## EXERCISE MATERIAL
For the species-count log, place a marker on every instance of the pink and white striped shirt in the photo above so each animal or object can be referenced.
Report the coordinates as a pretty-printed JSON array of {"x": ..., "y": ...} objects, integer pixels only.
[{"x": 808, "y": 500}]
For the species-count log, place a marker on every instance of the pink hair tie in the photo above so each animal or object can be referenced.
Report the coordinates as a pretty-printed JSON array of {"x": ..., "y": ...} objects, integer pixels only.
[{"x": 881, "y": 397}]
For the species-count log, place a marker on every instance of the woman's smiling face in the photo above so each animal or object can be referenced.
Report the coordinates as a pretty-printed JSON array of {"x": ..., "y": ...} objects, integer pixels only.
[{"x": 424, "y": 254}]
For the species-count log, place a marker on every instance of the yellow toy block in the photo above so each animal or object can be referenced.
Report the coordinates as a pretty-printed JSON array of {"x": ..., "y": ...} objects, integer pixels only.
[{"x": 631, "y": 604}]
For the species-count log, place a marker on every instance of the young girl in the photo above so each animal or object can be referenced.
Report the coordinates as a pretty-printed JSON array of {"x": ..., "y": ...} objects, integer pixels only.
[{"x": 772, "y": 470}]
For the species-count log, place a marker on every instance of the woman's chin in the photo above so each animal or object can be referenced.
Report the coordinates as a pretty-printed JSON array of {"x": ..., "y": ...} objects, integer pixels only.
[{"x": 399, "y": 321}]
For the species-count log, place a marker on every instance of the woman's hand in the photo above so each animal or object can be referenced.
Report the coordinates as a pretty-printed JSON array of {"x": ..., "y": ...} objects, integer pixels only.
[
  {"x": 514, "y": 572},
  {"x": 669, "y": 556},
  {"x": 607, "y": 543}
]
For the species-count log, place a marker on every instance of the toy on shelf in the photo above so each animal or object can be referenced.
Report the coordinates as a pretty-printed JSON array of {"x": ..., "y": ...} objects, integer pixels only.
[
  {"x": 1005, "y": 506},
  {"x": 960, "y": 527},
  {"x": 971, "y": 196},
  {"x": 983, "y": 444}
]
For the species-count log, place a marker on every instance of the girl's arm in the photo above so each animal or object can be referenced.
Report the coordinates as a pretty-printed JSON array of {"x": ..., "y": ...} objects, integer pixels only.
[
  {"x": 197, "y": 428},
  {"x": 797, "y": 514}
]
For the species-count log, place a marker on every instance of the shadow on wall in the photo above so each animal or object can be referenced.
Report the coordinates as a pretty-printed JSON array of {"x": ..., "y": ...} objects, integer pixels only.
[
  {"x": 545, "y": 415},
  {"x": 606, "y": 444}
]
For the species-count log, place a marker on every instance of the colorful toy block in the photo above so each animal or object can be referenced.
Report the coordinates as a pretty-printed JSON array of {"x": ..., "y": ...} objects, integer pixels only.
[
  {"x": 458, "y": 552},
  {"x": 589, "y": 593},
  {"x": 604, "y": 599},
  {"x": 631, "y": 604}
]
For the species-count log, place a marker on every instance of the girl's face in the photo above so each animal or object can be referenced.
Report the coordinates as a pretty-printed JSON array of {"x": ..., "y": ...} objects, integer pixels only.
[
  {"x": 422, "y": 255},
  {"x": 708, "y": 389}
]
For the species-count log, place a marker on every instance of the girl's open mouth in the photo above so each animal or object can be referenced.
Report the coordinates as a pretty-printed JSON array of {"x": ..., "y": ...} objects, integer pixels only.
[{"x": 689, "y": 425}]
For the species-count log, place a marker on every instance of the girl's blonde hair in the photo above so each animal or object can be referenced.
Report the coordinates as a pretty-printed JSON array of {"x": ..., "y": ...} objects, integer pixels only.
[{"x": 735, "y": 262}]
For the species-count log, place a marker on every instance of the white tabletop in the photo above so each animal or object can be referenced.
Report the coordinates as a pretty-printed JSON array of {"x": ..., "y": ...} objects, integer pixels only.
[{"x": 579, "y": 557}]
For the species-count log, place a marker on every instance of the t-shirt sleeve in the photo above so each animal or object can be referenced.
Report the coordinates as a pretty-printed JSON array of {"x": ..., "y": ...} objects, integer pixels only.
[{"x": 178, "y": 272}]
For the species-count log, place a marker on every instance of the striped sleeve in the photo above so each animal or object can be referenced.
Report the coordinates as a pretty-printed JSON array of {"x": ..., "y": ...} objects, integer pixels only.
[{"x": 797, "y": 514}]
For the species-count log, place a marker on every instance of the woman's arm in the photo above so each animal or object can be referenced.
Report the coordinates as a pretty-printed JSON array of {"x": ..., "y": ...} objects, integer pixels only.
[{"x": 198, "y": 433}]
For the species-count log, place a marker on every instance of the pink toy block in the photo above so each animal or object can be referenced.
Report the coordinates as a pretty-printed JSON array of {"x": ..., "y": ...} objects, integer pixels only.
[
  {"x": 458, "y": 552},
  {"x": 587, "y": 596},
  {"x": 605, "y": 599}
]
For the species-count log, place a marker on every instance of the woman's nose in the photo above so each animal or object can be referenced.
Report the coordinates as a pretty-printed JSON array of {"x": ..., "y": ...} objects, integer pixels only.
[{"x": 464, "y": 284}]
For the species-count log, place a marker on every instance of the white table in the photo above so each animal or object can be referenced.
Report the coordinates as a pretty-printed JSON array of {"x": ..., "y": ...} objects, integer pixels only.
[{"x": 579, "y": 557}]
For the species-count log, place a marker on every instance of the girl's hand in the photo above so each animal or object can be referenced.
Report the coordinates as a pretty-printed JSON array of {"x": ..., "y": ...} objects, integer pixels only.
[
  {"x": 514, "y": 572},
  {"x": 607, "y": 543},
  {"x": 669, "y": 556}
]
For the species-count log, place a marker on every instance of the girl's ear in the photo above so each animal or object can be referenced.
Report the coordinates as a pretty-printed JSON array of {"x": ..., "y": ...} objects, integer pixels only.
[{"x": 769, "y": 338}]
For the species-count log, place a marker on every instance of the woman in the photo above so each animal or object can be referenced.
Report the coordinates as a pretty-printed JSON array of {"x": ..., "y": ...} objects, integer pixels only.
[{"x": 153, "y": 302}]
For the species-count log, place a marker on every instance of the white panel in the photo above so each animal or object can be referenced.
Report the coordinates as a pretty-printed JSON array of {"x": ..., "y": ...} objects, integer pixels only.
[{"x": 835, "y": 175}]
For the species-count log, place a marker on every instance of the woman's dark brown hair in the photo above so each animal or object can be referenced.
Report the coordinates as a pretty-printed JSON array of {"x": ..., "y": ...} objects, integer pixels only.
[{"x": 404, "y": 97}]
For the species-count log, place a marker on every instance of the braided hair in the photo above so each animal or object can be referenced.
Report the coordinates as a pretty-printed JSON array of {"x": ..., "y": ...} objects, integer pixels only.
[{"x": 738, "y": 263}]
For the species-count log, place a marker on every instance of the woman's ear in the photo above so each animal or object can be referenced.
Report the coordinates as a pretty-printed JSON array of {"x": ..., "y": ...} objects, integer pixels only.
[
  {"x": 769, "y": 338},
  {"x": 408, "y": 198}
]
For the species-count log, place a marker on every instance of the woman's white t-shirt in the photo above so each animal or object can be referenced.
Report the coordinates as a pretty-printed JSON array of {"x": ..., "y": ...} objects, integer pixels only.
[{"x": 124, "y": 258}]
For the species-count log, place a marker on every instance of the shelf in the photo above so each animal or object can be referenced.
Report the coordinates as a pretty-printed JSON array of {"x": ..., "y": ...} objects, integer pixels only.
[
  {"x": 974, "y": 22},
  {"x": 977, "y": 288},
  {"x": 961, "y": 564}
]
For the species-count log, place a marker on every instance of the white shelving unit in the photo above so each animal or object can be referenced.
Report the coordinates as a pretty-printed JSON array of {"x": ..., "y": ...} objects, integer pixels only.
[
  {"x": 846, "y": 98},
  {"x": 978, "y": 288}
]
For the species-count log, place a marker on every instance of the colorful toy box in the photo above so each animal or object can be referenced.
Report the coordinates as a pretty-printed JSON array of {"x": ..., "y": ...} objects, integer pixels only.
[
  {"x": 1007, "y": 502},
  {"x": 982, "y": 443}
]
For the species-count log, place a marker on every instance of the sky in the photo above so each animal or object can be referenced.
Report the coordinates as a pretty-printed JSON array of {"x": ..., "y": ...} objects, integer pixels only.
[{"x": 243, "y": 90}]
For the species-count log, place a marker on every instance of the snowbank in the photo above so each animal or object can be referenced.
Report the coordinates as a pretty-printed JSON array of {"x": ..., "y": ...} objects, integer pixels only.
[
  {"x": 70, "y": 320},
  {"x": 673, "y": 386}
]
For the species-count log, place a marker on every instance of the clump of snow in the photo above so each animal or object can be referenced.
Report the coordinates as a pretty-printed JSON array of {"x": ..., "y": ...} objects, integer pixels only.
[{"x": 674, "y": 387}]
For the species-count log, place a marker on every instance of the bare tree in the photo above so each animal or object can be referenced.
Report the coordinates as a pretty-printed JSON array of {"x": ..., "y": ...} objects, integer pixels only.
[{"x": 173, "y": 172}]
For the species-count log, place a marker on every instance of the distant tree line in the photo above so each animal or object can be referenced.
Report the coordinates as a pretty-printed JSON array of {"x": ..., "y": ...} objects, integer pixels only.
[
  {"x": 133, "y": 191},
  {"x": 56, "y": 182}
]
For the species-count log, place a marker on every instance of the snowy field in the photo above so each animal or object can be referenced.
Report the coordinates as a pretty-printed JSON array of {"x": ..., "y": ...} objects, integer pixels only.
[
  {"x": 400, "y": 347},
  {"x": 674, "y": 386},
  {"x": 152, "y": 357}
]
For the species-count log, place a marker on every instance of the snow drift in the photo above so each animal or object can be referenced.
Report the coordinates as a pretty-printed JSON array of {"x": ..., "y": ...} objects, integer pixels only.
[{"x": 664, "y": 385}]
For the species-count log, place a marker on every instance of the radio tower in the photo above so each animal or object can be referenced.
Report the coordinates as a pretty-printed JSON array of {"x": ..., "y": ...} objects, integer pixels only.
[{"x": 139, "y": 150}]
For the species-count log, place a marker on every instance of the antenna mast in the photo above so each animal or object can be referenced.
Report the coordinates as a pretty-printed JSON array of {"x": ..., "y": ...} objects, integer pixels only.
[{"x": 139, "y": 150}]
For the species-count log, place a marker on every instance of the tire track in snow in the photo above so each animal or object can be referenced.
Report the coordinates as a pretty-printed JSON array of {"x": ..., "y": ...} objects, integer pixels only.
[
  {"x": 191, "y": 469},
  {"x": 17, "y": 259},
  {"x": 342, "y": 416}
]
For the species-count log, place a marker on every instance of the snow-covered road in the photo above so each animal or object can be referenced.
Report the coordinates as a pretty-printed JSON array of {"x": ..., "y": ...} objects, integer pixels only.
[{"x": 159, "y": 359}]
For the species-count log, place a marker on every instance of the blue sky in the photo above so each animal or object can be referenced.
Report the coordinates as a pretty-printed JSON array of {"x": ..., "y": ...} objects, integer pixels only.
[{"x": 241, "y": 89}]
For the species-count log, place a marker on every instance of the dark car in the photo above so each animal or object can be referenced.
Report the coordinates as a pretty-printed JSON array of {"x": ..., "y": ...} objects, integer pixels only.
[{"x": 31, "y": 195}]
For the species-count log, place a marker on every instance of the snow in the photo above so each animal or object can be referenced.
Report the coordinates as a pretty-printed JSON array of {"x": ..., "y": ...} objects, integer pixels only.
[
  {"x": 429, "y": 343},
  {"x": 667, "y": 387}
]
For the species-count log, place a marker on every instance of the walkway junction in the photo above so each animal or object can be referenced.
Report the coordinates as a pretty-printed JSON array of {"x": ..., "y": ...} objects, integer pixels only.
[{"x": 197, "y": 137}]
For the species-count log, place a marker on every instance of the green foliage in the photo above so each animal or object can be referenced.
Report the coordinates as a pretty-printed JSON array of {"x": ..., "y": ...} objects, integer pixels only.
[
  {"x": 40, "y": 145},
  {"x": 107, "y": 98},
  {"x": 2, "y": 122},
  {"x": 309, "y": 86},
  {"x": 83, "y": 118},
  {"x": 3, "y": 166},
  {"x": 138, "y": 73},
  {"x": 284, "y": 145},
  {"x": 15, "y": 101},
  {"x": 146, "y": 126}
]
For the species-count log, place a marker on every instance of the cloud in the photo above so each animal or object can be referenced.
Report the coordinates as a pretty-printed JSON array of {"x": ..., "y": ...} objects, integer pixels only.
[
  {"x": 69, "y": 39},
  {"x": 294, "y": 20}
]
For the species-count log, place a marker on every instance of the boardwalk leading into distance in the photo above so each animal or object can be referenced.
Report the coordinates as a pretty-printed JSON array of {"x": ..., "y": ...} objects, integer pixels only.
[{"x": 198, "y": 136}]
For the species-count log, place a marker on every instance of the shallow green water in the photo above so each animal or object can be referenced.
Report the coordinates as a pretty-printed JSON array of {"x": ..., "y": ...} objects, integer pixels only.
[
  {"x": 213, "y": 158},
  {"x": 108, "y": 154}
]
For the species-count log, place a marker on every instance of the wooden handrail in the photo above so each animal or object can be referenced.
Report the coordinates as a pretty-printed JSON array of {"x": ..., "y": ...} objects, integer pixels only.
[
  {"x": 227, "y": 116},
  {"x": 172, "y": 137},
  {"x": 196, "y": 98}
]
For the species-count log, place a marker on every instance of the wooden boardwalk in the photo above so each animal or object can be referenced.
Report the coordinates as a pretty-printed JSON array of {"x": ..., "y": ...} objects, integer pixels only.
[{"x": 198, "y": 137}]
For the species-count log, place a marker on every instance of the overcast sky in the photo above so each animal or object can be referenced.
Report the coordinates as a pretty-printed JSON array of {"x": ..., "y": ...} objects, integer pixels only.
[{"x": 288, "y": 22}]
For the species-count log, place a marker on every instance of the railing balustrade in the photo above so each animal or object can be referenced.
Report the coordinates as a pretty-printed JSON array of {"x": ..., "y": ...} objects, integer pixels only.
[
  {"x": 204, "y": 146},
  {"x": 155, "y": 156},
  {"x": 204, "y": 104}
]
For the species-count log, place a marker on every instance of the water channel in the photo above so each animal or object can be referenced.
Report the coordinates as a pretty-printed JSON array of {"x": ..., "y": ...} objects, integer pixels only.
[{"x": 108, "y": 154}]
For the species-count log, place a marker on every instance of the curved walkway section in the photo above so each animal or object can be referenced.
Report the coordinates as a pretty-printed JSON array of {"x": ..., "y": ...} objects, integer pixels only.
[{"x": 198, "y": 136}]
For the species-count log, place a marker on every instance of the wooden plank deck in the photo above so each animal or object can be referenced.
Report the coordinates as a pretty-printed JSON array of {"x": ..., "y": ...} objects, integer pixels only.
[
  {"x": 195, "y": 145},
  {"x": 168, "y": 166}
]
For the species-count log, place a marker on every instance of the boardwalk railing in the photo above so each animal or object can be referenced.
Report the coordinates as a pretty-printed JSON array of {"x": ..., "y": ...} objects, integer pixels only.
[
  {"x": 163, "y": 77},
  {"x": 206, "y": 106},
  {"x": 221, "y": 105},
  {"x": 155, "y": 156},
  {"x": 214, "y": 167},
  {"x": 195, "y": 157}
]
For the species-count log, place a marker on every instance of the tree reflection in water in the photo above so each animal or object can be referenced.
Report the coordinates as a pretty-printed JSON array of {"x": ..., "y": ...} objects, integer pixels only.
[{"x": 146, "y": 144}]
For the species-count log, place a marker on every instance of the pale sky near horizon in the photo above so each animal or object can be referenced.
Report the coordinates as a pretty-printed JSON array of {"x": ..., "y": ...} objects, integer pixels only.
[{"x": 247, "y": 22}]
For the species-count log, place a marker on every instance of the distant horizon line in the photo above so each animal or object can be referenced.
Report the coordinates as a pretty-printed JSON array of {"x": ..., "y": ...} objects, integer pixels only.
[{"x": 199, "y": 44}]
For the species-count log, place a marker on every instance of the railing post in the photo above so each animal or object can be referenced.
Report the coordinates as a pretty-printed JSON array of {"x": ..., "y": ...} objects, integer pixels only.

## AIM OF THE TASK
Only the lines above starting with the one with "the white panel" and going through the one with "the white shelving" are to be copied, word for word and with both ends kept.

## COMPLETED EXERCISE
For the species-count log, place a marker on every instance of the white panel in the photo above so each animal or object can be referenced.
Report the coordinates as a pretty-printed JSON array of {"x": ..., "y": ...} objects, integer pixels only.
[{"x": 835, "y": 175}]
For the species-count log, place a marker on every instance of the woman's dark brown hair in the photo above so each animal or object can be referenced.
Report the coordinates as a pretty-printed JSON array of {"x": ..., "y": ...} objects, integer pixels only.
[{"x": 404, "y": 97}]
For the species-count log, place a marker on every instance of the braided hair in the photo above so each animal or object can be referenced.
Report the coordinates as a pretty-printed JSON array of {"x": ..., "y": ...} objects, integer pixels only.
[{"x": 738, "y": 263}]
For the species-count log, place a marker on every instance of the woman's ear in the photo above so each animal or object can be referenced.
Report the coordinates as a pretty-printed JSON array of {"x": ..., "y": ...} objects, integer pixels only.
[
  {"x": 769, "y": 338},
  {"x": 408, "y": 198}
]
For the species-count log, place a marker on every instance of the woman's white t-shirt in the photo above so each animal or object can be referenced.
Report the coordinates as a pretty-printed JSON array of {"x": ..., "y": ...} objects, integer pixels only.
[{"x": 124, "y": 258}]
For the species-count log, place a marker on every instance of the shelf in the photo above so each animal or object can be referenced.
Report the coordinates as a pretty-printed JSON array of {"x": ..., "y": ...} objects, integer pixels only.
[
  {"x": 974, "y": 22},
  {"x": 977, "y": 288},
  {"x": 961, "y": 564}
]
For the species-count log, place a marker on every instance of the white shelving unit in the photo above so each animal or object can be referenced.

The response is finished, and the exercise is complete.